■ **To be done**:
- a) In the text on EBSD pattern processing, which module provides the functions that operate on single patterns?
- b) Extend the text on EBSD pattern processing with a few more sentences, starting right after its final sentence.

■ **Supplied passage**:
Most of the methods operating on EBSD objects use functions that operate on the
individual patterns (numpy.ndarray
). These single pattern functions are
available in the kikuchipy.pattern module.
Let's import the necessary libraries and read the Nickel EBSD test data set
# Exchange inline for notebook or qt5 (from pyqt) for interactive plotting
%matplotlib inline
import hyperspy.api as hs
import matplotlib.pyplot as plt
import numpy as np
import kikuchipy as kp
s = kp.data.nickel_ebsd_small() # Use kp.load("data.h5") to load your own data
Most methods operate inplace (indicated in their docstrings), meaning they overwrite the patterns in the EBSD signal. If we instead want to keep the original signal and operate on a new signal, we can create a deepcopy() of the original signal. As an example here, we create a new EBSD signal from a small part of the original signal:
s2 = s.deepcopy()
np.may_share_memory(s.data, s2.data)
Effects which are constant, like hot pixels or dirt on the detector, can be removed by either subtracting or dividing by a static background via remove_static_background():
s2.remove_static_background()
fig, ax = plt.subplots(figsize=(13, 6), ncols=2)
ax[0].imshow(s.inav[0, 0].data, cmap="gray")
ax[0].set_title("As acquired")
ax[0].axis("off")
ax[1].imshow(s2.inav[0, 0].data, cmap="gray")
ax[1].set_title("Static background removed")
ax[1].axis("off")
fig.tight_layout(w_pad=0 - 8)
Here, the static background pattern is assumed to be stored in the
EBSD.static_background
property, which can be set and changed as desired. The static background pattern
can also be passed to the static_bg
parameter.
Since version 0.6, relative intensities between patterns cannot be maintained
via the relative
parameter. This was because the initial implementation filled
the RAM when removing the background from a large dataset, and a way around this
was not found.
Warning
The Acquisition_instrument.SEM.Detector.EBSD
and Sample.Phases
metadata
nodes are deprecated and will be removed in v0.6.
There are three main reasons for this change: the first is that only the static
background array stored in the
Acquisition_instrument.SEM.Detector.EBSD.static_background
node is used
internally, and so the remaining metadata is unnecessary. The background pattern
will be stored in its own EBSD.static_background
property instead. The second
is that keeping track of the unnecessary metadata makes writing and maintaining
input/ouput plugins challenging. The third is that the
EBSD.xmap and
EBSD.detector properties,
which keeps track of the
CrystalMap
and EBSDDetector for a
signal, respectively, should be used instead of the more "static" metadata.
The static background pattern intensities can be rescaled to each individual
pattern's intensity range before removal by passing scale_bg=True
.
Uneven intensity in a static background subtracted pattern can be corrected by
subtracting or dividing by a dynamic background obtained by Gaussian blurring.

[Excerpts from point annotation data]
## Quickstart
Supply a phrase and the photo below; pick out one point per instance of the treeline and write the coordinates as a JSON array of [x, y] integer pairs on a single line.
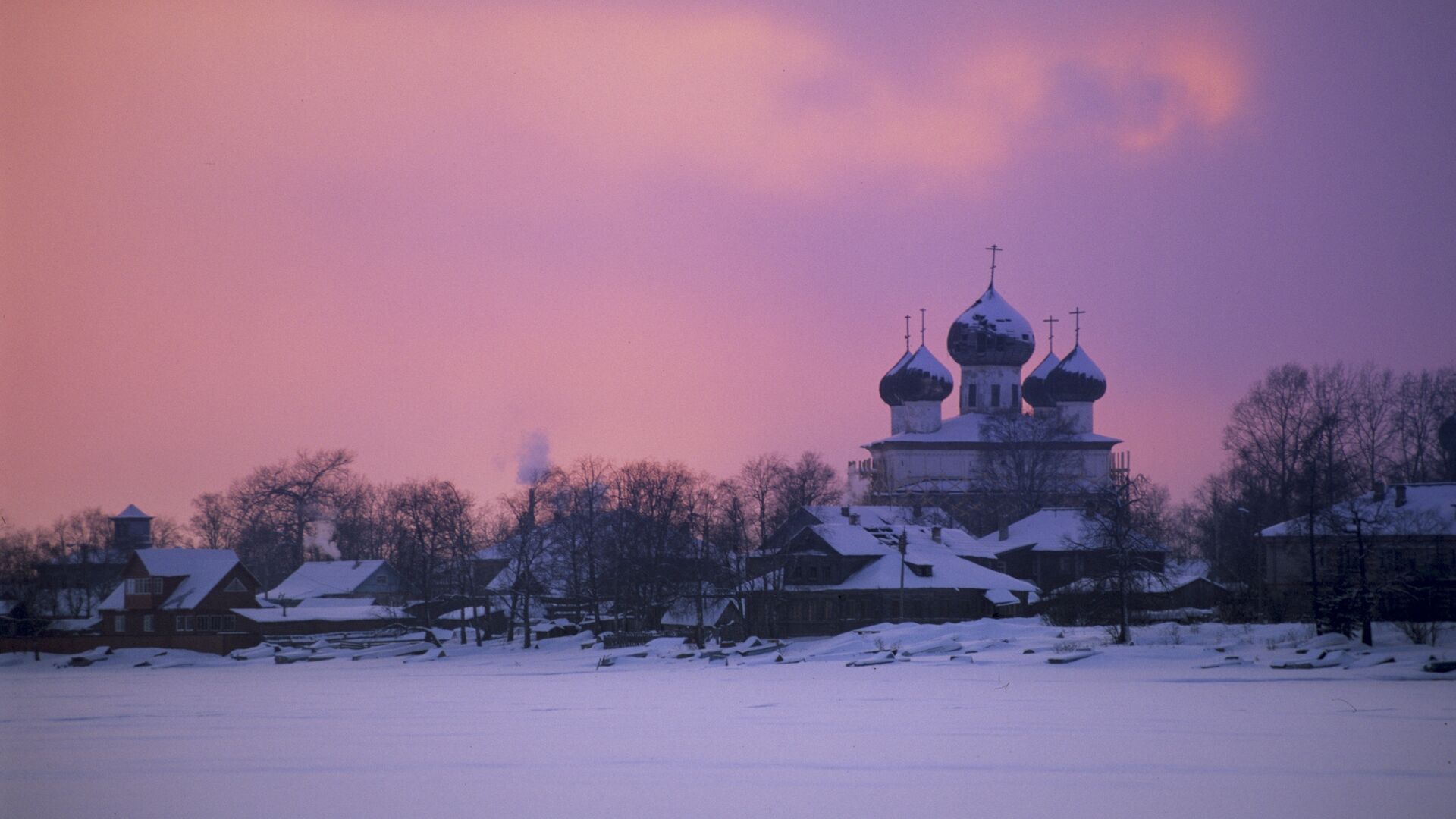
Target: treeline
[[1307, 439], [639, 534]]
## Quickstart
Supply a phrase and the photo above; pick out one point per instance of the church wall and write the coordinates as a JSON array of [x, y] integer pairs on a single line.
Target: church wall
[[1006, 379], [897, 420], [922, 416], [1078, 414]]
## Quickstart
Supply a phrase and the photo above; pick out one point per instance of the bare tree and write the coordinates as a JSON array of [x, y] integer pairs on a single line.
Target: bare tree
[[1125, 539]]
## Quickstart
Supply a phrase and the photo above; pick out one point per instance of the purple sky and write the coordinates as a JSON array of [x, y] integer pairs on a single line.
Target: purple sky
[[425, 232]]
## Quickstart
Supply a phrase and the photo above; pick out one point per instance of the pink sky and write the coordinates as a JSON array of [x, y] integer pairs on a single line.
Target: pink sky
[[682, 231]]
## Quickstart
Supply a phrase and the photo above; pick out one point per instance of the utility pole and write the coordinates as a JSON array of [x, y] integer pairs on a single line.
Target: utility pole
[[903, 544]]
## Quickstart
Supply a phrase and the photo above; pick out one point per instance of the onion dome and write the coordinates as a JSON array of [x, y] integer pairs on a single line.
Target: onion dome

==

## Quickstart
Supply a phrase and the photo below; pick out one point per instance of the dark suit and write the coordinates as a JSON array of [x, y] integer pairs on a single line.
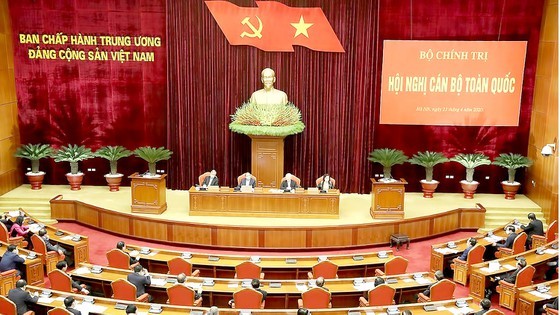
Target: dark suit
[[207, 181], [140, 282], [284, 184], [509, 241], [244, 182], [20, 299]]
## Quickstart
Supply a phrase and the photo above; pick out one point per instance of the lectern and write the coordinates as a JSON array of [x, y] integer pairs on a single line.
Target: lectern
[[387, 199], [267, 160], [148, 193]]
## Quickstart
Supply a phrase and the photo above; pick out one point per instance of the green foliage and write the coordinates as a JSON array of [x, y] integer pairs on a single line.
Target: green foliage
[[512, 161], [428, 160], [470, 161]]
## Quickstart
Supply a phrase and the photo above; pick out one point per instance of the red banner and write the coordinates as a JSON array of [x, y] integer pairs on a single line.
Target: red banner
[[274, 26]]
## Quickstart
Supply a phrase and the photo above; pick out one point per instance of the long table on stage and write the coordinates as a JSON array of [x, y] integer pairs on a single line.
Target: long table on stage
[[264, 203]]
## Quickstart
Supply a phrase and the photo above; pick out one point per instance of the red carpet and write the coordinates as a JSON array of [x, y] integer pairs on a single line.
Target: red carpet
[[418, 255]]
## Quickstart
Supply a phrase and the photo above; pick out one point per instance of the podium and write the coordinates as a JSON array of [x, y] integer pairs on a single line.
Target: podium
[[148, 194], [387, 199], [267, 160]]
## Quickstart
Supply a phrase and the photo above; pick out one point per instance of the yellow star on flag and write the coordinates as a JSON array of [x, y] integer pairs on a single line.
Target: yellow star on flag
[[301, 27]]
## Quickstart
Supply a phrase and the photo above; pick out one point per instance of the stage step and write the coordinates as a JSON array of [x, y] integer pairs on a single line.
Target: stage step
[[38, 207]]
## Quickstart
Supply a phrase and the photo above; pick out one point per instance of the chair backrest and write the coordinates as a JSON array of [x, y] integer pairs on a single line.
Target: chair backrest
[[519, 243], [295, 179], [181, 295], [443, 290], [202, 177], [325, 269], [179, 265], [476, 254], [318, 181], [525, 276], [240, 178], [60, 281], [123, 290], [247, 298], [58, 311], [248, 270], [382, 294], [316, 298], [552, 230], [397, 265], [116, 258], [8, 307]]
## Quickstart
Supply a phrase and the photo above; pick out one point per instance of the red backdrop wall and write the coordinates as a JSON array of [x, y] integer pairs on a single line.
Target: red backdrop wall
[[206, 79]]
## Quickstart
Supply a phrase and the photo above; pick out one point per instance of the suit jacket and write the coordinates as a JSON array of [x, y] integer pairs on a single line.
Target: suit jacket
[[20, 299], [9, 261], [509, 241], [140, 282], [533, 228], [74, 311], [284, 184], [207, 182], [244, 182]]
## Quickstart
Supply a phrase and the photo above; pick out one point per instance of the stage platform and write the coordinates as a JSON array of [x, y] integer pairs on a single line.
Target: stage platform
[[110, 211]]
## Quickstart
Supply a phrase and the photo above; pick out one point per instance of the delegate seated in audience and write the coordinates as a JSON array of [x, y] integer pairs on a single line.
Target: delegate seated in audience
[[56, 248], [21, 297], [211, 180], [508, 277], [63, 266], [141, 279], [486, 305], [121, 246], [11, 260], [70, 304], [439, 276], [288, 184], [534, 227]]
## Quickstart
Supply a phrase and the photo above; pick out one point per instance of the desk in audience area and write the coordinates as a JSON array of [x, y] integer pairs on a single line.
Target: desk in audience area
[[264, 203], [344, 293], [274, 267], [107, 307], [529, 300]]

* * *

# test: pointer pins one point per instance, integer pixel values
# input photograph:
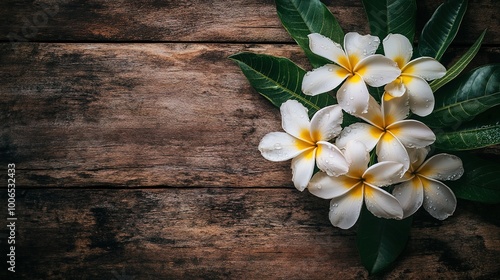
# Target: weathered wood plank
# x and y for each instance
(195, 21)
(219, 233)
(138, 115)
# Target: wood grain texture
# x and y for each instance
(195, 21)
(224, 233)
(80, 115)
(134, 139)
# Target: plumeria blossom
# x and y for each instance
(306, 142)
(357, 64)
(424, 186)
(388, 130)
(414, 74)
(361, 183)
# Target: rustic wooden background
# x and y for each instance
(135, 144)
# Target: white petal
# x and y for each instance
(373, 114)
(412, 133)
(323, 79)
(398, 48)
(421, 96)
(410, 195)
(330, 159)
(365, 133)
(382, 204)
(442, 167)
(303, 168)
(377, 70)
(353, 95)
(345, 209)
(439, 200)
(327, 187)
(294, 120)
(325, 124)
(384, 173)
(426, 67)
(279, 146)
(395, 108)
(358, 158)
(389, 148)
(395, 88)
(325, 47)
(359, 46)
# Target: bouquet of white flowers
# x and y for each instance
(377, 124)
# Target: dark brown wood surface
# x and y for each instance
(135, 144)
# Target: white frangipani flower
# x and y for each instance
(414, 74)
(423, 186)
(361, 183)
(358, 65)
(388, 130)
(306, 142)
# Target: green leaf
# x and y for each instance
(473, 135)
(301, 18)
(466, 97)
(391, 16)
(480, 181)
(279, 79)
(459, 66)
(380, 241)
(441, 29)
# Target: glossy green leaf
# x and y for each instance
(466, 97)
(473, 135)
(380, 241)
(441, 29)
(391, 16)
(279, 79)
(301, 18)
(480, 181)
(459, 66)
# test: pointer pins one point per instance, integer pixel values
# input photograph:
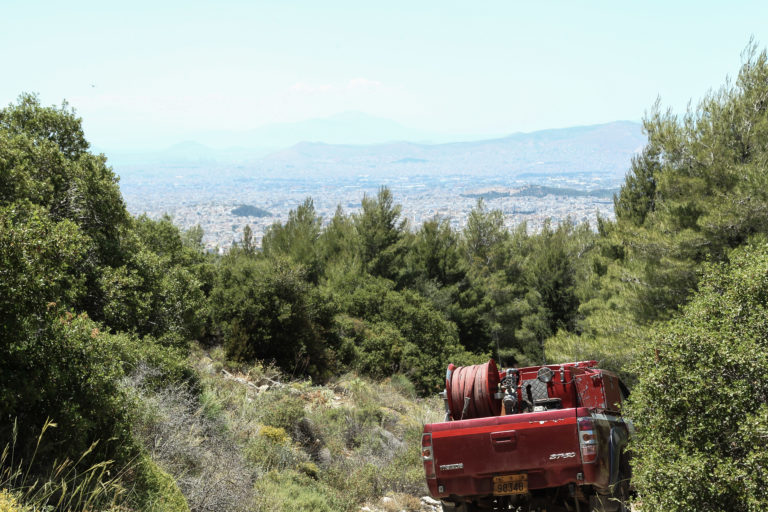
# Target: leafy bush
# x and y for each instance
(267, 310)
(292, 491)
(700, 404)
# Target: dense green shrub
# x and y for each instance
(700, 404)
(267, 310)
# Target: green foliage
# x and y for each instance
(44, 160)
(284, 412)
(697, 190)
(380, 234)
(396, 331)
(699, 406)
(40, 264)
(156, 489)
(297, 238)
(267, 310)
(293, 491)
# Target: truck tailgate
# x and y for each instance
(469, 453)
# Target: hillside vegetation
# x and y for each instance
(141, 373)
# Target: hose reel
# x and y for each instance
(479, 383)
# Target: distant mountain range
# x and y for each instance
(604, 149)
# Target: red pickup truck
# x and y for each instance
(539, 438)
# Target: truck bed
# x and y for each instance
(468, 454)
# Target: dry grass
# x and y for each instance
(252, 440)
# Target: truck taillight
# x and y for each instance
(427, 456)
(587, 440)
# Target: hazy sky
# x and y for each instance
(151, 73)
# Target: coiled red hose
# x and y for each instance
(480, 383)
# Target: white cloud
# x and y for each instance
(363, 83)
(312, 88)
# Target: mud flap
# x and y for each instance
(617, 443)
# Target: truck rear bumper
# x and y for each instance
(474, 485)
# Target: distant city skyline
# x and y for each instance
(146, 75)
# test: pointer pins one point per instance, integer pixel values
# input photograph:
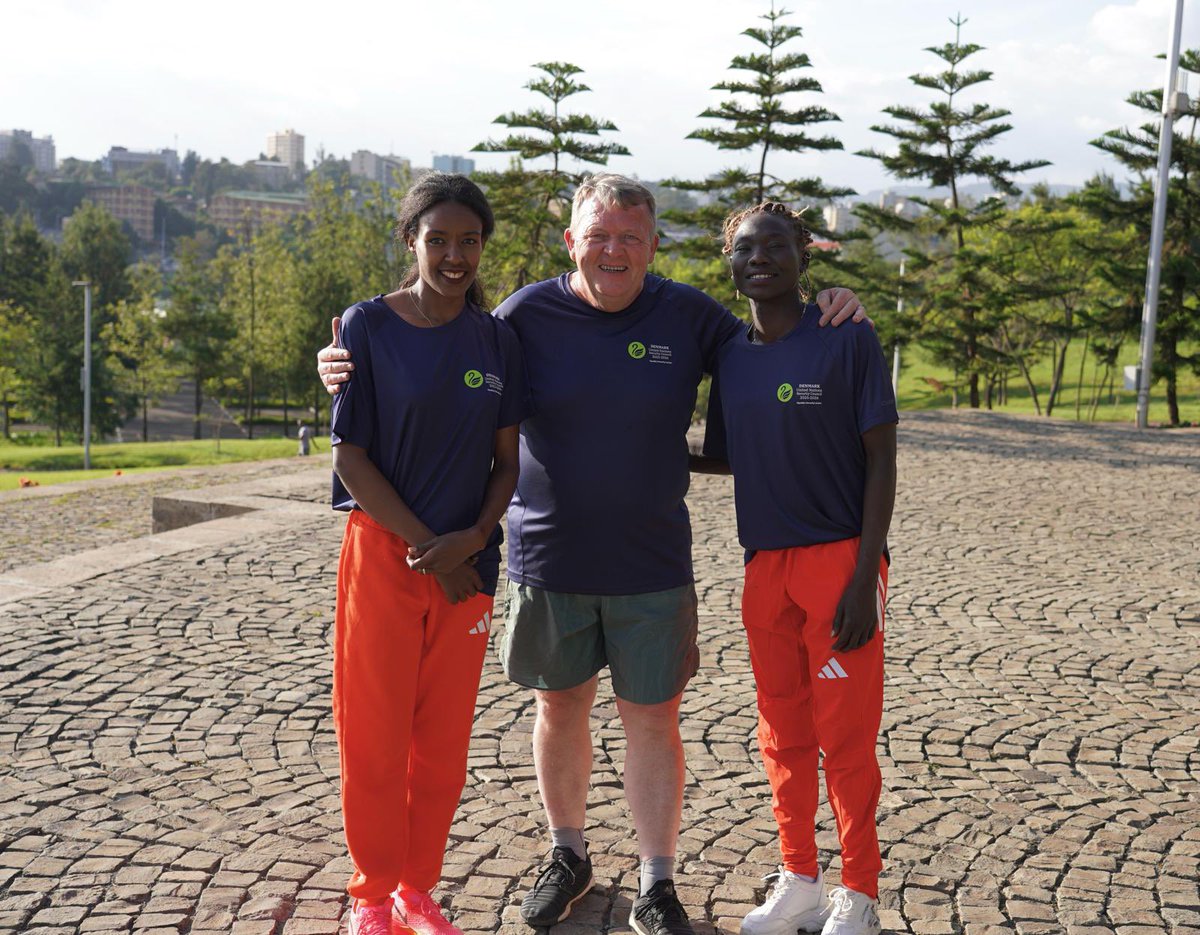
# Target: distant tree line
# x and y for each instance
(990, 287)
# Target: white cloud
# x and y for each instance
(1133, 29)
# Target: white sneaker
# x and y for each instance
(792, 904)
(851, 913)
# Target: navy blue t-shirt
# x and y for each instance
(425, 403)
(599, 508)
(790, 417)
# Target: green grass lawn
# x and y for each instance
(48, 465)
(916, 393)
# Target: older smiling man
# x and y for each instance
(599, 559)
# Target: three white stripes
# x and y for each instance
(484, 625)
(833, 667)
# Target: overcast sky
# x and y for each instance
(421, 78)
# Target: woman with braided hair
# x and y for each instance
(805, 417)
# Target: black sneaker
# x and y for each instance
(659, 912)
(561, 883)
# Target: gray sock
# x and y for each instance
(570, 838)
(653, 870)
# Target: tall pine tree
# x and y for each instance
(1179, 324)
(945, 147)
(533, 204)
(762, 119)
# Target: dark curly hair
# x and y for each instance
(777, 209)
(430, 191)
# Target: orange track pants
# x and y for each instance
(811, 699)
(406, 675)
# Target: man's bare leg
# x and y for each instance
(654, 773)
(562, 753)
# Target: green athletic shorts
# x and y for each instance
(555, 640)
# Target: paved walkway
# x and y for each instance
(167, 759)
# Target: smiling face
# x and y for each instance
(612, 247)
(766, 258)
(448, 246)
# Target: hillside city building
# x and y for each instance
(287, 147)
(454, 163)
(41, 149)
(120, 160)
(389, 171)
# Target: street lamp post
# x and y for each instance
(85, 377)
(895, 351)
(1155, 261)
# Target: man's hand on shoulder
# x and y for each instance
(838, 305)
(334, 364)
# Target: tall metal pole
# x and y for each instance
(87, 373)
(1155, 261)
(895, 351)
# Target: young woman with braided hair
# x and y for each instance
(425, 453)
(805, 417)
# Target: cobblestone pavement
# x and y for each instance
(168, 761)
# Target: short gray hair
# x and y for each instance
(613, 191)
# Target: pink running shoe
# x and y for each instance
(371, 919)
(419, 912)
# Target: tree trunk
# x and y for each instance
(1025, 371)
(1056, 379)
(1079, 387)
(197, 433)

■ **Responses for each task**:
- a) The kikuchipy.pattern module.

- b)
This so-called flat fielding is done with
remove_dynamic_background().
A Gaussian window with a standard deviation set by std
is used to blur each
pattern individually (dynamic) either in the spatial or frequency domain, set by
filter_domain
. Blurring in the frequency domain is effectively accomplished
by a low-pass
Fast Fourier Transform (FFT) filter. The
individual Gaussian blurred dynamic backgrounds are then subtracted or divided
from the respective patterns, set by operation
:
s3 = s2.deepcopy()
s3.remove_dynamic_background(
operation="subtract", # Default
filter_domain="frequency", # Default
std=8, # Default is 1/8 of the pattern width
truncate=4, # Default
)
# _ means we don't want the output
_, ax = plt.subplots(figsize=(13, 6), ncols=2)
ax[0].imshow(s2.inav[0, 0].data, cmap="gray")
ax[0].set_title("Static background removed")
ax[1].imshow(s3.inav[0, 0].data, cmap="gray")
_ = ax[1].set_title("Static + dynamic background removed")
The width of the Gaussian window is truncated at the truncated
number of
standard deviations. Output patterns are rescaled to fill the input patterns'
data type range.
The Gaussian blurred pattern removed during dynamic background correction can be obtained as an EBSD signal by calling get_dynamic_background():
bg = s.get_dynamic_background(filter_domain="frequency", std=8, truncate=4)
_, ax = plt.subplots(figsize=(13, 6), ncols=2)
ax[0].imshow(s.inav[0, 0].data, cmap="gray")
ax[0].set_title("As acquired")
ax[1].imshow(bg.inav[0, 0].data, cmap="gray")
_ = ax[1].set_title("Dynamic background")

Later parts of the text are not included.